[[ Task inputs open ]]
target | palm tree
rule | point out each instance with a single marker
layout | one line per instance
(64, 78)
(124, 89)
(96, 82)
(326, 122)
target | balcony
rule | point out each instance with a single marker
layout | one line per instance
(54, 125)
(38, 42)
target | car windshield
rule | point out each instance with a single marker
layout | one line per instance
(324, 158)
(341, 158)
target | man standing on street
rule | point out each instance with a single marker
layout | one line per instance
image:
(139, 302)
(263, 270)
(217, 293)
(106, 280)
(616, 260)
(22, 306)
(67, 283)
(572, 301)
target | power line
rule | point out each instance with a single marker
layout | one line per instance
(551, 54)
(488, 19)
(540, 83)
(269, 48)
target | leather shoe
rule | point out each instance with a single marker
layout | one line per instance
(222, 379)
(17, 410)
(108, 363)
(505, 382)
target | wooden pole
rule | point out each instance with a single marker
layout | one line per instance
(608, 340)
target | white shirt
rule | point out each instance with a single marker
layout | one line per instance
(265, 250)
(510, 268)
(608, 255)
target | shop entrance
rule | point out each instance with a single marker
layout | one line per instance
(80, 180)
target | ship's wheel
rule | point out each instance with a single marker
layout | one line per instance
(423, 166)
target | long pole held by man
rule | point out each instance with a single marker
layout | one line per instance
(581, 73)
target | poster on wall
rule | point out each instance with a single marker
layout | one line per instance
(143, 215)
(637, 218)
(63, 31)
[[ Task inputs closed ]]
[[ Task inputs open ]]
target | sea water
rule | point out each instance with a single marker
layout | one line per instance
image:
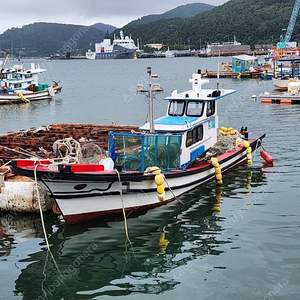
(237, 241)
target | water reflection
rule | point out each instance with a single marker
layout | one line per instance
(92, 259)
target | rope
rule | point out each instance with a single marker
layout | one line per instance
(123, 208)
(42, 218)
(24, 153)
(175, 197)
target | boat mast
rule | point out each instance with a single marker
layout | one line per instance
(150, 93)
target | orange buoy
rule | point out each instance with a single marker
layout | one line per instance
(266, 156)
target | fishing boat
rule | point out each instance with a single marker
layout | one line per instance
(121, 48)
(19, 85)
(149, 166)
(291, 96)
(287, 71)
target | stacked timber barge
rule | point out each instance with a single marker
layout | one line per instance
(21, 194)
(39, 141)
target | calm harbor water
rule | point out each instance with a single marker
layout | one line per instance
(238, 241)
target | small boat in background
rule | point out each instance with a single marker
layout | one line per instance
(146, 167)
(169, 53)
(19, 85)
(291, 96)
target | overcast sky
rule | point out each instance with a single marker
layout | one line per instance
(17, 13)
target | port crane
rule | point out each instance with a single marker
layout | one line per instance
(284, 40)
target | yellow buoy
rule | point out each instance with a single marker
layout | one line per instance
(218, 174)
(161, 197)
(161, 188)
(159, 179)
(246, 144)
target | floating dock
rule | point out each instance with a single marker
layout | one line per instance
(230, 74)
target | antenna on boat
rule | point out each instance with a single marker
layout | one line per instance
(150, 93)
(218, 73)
[[ Task inputs closed ]]
* **Exercise requirements**
Look through the entries. Copy out each line with "water" in it.

* **Solution for this problem**
target | sea water
target | water reflection
target | calm harbor water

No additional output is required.